Present each line of the entries below as a Markdown table with the columns "Row" and "Line". Skip blank lines and leave the pictures out.

Excerpts from segmentation records:
........
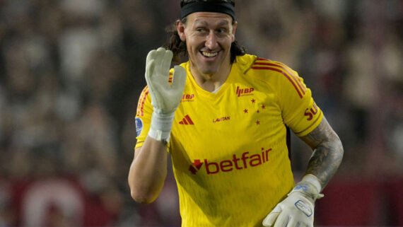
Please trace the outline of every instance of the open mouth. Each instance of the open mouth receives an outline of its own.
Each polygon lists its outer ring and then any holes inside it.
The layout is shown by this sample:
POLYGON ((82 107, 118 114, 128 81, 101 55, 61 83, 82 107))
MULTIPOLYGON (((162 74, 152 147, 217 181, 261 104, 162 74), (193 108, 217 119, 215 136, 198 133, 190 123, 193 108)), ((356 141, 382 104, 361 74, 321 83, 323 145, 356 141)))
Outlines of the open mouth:
POLYGON ((209 53, 209 52, 203 52, 203 51, 202 51, 200 52, 202 53, 202 55, 203 55, 206 57, 214 57, 218 54, 218 52, 209 53))

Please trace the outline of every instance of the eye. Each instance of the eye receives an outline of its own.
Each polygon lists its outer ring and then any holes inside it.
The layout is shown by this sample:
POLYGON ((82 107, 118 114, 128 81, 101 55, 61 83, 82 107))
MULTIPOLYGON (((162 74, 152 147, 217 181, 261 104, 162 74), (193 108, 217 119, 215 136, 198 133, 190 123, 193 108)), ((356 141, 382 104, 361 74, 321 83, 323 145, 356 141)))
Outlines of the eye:
POLYGON ((225 28, 219 28, 217 30, 217 33, 225 33, 227 32, 227 30, 225 28))
POLYGON ((196 28, 196 31, 197 31, 198 33, 203 33, 206 31, 206 29, 203 28, 196 28))

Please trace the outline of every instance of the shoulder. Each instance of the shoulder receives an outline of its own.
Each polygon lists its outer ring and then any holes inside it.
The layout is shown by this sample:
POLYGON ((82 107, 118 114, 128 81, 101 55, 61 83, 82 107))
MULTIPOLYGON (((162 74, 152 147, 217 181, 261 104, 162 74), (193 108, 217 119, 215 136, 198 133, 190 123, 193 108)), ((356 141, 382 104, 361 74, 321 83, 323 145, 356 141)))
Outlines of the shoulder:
........
**SOLUTION FOR THIS EXERCISE**:
| Row | Line |
|---|---|
| 1 | Please trace the outline of every instance of the open mouth. Each instance of the open mouth receives an outline of its own. |
| 2 | Each polygon lists its outer ring and then any holes inside it. |
| 3 | The layout is shown by this sample: |
| 4 | POLYGON ((82 107, 118 114, 128 81, 101 55, 61 83, 82 107)) |
| 5 | MULTIPOLYGON (((162 74, 152 147, 217 181, 261 104, 162 74), (193 108, 217 119, 215 136, 198 133, 190 123, 193 108)), ((356 141, 382 104, 361 74, 321 83, 323 145, 356 141))) |
| 6 | Outlines of the open mouth: |
| 7 | POLYGON ((209 53, 209 52, 203 52, 203 51, 202 51, 200 52, 202 53, 202 55, 203 55, 206 57, 214 57, 218 54, 218 52, 209 53)) |
| 8 | Please trace the outline of every instance of the eye. Each instance of the eye receives an outline of its own. |
| 9 | Each polygon lists its outer ring and then any holes inside it. |
| 10 | The layout is shown by this sample: |
| 11 | POLYGON ((82 107, 118 114, 128 81, 101 55, 61 83, 82 107)) |
| 12 | MULTIPOLYGON (((162 74, 152 147, 217 181, 261 104, 162 74), (193 108, 217 119, 215 136, 198 133, 190 123, 193 108)), ((356 141, 382 104, 361 74, 321 83, 323 145, 356 141))) |
| 13 | Outlines of the eye: |
| 14 | POLYGON ((225 28, 219 28, 217 30, 217 33, 225 33, 227 32, 227 30, 225 28)) |
| 15 | POLYGON ((196 28, 196 31, 197 31, 198 33, 203 33, 206 31, 206 29, 203 28, 196 28)) |
| 16 | Please trace the outline of every instance of the shoulder. Each instance of the shoulder receives an outline of its own. |
| 17 | Each polygon lists its outer ring and then any holes inside it. |
| 18 | The layout is shown by this sample: |
| 19 | POLYGON ((82 107, 118 114, 128 81, 101 55, 61 83, 82 107)) |
| 20 | MULTIPOLYGON (((162 74, 152 147, 217 181, 261 104, 162 74), (193 108, 217 119, 215 136, 198 133, 190 123, 193 108)), ((356 141, 382 104, 361 74, 321 83, 323 145, 356 141))) |
| 21 | Outlines of the shoulder: |